■ **The data**:

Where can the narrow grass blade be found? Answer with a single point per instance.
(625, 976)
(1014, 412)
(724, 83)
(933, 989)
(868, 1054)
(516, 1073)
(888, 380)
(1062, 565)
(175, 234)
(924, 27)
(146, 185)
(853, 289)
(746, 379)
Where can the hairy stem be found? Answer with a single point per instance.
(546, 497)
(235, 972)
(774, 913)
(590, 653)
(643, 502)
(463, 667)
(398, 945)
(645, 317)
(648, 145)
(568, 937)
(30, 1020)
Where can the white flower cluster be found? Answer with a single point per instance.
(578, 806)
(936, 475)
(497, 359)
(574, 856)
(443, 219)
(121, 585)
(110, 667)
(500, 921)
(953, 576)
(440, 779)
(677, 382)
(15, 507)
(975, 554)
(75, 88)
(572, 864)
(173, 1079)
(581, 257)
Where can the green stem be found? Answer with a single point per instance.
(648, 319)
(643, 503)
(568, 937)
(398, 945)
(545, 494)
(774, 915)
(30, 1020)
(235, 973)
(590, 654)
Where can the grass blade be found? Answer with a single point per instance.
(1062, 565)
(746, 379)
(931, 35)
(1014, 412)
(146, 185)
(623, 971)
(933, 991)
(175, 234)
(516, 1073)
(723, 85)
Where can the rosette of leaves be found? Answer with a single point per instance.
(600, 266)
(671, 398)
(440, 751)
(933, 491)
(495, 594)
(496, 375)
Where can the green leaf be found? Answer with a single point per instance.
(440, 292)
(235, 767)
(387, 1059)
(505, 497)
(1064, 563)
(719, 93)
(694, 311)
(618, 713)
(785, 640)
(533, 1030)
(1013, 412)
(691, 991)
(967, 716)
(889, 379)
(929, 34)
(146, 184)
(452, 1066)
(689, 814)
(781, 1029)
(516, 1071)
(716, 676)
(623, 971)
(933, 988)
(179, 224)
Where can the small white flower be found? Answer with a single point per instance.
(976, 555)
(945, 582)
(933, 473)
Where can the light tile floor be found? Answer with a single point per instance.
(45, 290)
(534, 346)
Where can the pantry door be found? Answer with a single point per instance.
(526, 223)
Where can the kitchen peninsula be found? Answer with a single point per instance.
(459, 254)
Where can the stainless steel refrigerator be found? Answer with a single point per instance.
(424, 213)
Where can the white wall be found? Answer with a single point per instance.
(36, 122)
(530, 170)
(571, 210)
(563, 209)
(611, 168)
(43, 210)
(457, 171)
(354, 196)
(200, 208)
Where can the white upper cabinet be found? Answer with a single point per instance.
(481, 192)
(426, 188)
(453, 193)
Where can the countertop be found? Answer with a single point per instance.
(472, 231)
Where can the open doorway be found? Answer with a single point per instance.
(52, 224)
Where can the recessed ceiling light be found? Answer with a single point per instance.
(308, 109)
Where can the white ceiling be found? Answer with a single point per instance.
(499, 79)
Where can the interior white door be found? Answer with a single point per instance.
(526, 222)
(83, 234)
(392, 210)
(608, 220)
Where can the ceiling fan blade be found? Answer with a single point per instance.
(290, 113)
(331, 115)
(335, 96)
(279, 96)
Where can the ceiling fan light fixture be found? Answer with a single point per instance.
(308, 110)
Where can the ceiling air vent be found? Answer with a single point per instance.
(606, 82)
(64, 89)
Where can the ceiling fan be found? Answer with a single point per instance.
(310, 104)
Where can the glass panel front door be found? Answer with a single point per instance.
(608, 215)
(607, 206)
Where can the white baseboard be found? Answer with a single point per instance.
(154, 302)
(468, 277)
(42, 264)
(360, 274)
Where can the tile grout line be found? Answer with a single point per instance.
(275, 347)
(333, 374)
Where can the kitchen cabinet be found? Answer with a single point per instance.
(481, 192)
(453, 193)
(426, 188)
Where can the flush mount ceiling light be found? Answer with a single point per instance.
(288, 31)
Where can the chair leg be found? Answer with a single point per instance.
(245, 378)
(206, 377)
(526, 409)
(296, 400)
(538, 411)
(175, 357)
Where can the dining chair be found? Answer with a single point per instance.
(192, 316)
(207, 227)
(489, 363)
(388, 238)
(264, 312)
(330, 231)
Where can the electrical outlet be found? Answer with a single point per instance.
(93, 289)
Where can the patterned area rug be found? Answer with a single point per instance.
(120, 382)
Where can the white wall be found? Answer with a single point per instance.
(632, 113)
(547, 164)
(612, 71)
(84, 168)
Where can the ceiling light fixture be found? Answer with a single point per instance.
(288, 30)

■ **Requirement**: All of the data, from the first line to the last, should be written out exactly.

■ **Written reply**:
Where can the narrow grass blade be found? Answer with a single point per instance.
(625, 976)
(1014, 412)
(724, 83)
(933, 989)
(868, 1054)
(516, 1073)
(888, 380)
(1062, 565)
(175, 234)
(924, 27)
(146, 185)
(853, 289)
(746, 379)
Where can the hairy stem be found? Answer with a single point per instance.
(546, 497)
(235, 972)
(774, 913)
(590, 653)
(643, 502)
(463, 667)
(398, 945)
(645, 317)
(648, 145)
(568, 937)
(30, 1020)
Where can the white flower cluster be found? Answer with a single point per instance.
(578, 806)
(936, 475)
(497, 359)
(574, 856)
(443, 219)
(121, 585)
(110, 667)
(500, 921)
(953, 576)
(440, 779)
(677, 382)
(15, 507)
(975, 554)
(75, 88)
(572, 864)
(173, 1079)
(581, 257)
Where can the green stem be found? Answer with a single point per instance.
(648, 319)
(643, 503)
(568, 937)
(398, 945)
(545, 494)
(774, 915)
(30, 1020)
(235, 973)
(590, 654)
Where can the grass blade be found? Answer with a single point per instance.
(1062, 565)
(746, 379)
(931, 35)
(1014, 412)
(146, 185)
(623, 971)
(933, 991)
(175, 234)
(516, 1073)
(723, 85)
Where can the rosette of leaves be found? Answer with a single point per instance.
(600, 266)
(671, 398)
(440, 751)
(933, 491)
(495, 594)
(496, 375)
Where can the green leaf be found? Answer with a single point per instance.
(440, 292)
(235, 767)
(387, 1059)
(505, 497)
(1064, 563)
(719, 93)
(694, 311)
(618, 713)
(785, 640)
(533, 1030)
(1013, 412)
(691, 991)
(967, 716)
(889, 379)
(929, 34)
(146, 184)
(452, 1066)
(689, 814)
(781, 1029)
(516, 1071)
(716, 676)
(623, 971)
(933, 988)
(179, 224)
Where can the small white flower be found? Answer with a single point per instance.
(976, 555)
(945, 582)
(933, 473)
Where can the light tile floor be found? Answer with a single point per instance.
(45, 290)
(534, 346)
Where can the pantry door be found? Answer with a single point per instance.
(526, 223)
Where can the kitchen peninsula be found? Answer with a single point per instance.
(459, 254)
Where can the stainless steel refrigerator be found? Answer with a single point per instance.
(424, 213)
Where can the white wall be found? Answer with a single point per instance.
(36, 122)
(530, 170)
(571, 210)
(563, 209)
(611, 168)
(43, 210)
(457, 171)
(354, 196)
(200, 208)
Where can the white upper cabinet be found? Answer with a single point per instance.
(481, 192)
(426, 188)
(453, 193)
Where can the countertop be found? Answer with a single point per instance.
(472, 231)
Where can the open doorway be found? Answer with a single point per instance.
(52, 224)
Where can the recessed ceiling light be found? Answer with a single point per instance.
(308, 109)
Where can the white ceiling be found? Answer with a single point per instance.
(499, 79)
Where can the interior white door be found? Answer with a single point per instance.
(526, 222)
(83, 234)
(392, 210)
(608, 220)
Where can the ceiling fan blade be found? Answer with a single point per instance.
(290, 113)
(331, 115)
(335, 96)
(279, 96)
Where can the ceiling fan light fixture be found? Answer with a single point per instance.
(308, 110)
Where can the ceiling air vent be found? Answer with a single point per instance.
(606, 82)
(64, 89)
Where can the ceiling fan be found? Answer with a single point per instance.
(310, 104)
Where can the glass panel front door be found? Answer with a single point per instance.
(608, 215)
(607, 206)
Where can the white baseboard be found? Answer with a single point per instance.
(154, 302)
(468, 277)
(42, 264)
(360, 274)
Where can the tile grout line be found? Answer with a single point per instance.
(275, 347)
(333, 374)
Where can the kitchen cabinet be found? Answer with a single point per instance.
(481, 192)
(453, 193)
(426, 188)
Where can the flush mount ceiling light be found? Answer with a single point per instance.
(288, 31)
Where can the chair leg be found? Answer with a single point per instance.
(245, 378)
(206, 377)
(526, 409)
(296, 400)
(538, 411)
(175, 357)
Where can the dining chair be found? Answer with a single point per instance.
(192, 316)
(207, 227)
(489, 363)
(388, 238)
(264, 312)
(330, 231)
Where can the electrical outlet be found? Answer with a single point per instance.
(93, 289)
Where can the patterned area rug be found? Answer with a single point per instance.
(120, 382)
Where can the white wall be found? Answer with a single point per instance.
(632, 113)
(547, 164)
(612, 71)
(84, 168)
Where can the ceiling light fixture be found? Answer with a single point per instance.
(288, 30)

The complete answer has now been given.